[Stored entries]
----------------------------------------

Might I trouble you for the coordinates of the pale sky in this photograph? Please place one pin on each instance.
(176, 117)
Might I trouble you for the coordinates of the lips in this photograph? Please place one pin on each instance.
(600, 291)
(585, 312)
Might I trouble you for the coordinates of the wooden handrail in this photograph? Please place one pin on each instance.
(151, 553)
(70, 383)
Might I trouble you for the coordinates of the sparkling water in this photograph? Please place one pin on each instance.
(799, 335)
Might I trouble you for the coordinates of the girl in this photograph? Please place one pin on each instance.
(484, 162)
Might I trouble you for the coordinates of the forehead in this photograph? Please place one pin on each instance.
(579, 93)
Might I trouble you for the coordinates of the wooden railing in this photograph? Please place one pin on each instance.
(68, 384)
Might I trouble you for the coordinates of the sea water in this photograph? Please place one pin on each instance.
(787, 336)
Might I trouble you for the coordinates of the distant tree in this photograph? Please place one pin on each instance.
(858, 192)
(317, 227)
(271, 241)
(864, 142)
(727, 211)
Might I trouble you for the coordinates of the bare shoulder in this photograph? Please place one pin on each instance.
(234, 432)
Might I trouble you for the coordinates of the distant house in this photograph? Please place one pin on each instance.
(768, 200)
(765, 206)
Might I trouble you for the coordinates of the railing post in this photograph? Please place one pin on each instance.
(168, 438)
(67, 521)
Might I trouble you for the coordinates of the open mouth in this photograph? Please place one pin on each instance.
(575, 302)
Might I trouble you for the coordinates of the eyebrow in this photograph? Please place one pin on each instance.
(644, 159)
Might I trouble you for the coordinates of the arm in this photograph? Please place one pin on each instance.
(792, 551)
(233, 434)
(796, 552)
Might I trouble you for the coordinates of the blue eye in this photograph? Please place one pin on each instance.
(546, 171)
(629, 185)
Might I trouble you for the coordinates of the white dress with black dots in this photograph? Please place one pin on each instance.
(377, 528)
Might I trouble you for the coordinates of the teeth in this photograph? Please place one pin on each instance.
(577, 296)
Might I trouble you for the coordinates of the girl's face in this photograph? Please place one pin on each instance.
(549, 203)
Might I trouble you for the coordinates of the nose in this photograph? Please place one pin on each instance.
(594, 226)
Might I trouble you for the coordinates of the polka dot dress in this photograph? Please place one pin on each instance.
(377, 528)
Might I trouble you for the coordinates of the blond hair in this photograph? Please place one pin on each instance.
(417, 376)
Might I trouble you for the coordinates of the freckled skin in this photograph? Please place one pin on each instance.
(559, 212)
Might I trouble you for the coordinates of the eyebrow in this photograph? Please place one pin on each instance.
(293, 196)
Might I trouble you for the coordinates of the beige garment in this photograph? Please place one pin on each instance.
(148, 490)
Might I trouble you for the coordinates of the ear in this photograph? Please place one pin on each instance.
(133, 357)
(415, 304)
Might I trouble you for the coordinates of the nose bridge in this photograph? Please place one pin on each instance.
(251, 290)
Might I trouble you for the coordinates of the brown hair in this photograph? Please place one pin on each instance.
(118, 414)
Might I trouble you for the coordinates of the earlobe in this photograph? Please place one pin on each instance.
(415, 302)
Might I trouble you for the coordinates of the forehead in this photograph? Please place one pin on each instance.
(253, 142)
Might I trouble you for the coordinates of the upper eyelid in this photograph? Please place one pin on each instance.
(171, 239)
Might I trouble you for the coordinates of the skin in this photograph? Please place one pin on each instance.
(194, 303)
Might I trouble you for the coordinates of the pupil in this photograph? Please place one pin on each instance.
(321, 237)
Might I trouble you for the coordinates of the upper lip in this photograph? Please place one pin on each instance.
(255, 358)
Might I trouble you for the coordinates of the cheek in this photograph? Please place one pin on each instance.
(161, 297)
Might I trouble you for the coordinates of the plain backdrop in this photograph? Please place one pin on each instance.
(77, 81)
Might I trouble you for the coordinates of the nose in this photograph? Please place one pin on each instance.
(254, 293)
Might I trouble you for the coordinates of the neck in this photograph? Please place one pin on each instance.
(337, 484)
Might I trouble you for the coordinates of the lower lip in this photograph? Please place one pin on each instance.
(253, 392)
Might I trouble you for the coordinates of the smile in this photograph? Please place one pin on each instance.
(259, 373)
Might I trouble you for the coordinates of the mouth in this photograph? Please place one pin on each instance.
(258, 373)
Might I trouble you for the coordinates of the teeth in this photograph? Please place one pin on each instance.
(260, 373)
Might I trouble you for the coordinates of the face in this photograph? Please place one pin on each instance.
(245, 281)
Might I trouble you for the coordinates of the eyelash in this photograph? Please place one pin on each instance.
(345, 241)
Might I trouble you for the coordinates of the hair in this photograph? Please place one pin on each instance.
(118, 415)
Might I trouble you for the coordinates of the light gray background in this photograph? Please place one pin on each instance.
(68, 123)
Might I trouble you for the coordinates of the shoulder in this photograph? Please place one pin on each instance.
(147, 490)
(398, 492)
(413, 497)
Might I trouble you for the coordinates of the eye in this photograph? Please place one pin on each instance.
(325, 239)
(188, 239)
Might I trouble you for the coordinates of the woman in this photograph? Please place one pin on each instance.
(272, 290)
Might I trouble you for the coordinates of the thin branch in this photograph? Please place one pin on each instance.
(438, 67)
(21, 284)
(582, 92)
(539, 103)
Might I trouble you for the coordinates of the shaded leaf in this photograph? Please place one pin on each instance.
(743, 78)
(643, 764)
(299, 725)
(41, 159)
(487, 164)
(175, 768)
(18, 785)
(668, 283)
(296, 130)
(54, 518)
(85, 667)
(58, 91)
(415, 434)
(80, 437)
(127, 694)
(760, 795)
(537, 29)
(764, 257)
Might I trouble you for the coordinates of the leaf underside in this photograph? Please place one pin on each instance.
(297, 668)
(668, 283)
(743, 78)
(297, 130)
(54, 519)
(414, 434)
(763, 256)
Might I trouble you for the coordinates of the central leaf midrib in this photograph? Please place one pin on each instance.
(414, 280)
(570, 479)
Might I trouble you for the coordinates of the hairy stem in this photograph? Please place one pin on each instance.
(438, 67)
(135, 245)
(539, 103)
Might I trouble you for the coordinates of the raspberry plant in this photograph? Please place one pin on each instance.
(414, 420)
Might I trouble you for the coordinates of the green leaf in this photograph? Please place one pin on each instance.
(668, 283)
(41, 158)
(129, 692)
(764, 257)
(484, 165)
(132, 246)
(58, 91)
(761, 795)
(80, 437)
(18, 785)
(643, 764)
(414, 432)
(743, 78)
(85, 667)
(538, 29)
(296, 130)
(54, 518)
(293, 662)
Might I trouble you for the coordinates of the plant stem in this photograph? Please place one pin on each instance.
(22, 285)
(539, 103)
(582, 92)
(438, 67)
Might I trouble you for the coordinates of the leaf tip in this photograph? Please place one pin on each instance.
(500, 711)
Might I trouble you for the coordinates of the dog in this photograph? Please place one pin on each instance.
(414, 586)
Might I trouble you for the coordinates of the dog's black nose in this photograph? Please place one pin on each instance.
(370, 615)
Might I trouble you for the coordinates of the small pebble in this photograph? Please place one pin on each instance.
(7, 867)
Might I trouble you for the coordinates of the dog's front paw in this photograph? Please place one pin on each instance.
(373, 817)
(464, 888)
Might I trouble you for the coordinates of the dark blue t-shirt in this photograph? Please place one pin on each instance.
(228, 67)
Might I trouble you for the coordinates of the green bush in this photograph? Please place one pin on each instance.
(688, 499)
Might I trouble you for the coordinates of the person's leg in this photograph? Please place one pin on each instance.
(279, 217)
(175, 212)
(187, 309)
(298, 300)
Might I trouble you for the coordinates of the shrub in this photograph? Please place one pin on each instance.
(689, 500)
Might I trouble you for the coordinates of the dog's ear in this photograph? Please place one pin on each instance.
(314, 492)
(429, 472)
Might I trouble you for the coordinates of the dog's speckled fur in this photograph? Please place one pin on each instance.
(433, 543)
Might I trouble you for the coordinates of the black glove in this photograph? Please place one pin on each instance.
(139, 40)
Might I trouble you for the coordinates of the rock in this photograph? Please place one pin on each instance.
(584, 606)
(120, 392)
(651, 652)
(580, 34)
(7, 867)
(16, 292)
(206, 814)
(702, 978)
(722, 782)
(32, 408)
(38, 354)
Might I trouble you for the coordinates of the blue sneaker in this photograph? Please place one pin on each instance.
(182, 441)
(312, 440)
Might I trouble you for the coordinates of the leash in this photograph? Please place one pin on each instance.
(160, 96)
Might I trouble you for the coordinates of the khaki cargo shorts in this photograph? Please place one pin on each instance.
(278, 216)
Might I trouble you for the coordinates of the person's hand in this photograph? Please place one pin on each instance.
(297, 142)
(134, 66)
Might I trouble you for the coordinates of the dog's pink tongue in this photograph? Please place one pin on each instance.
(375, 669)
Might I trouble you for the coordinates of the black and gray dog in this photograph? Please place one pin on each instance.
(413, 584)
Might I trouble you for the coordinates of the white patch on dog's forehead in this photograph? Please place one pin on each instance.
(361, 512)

----------------------------------------

[PROBLEM STATEMENT]
Every line from the one containing "Might I trouble you for the coordinates of the person's hand" through the last line of the entries must be written out verbatim, and no other line.

[FINISHED EXERCISE]
Might I trouble you for the coordinates of the person's hand in this photograph? Please place one pin on each instance.
(297, 142)
(134, 66)
Might I trouble you for the coordinates of the dog's pink tongue in this photograph? Please place one pin on each instance.
(375, 669)
Might I trouble you for the coordinates of the black and gray dog in this photograph? Please place one pin on each instance.
(413, 584)
Might I trouble you for the coordinates of the white patch on dog's forehead in this photograph? Please place one pin on each instance.
(361, 512)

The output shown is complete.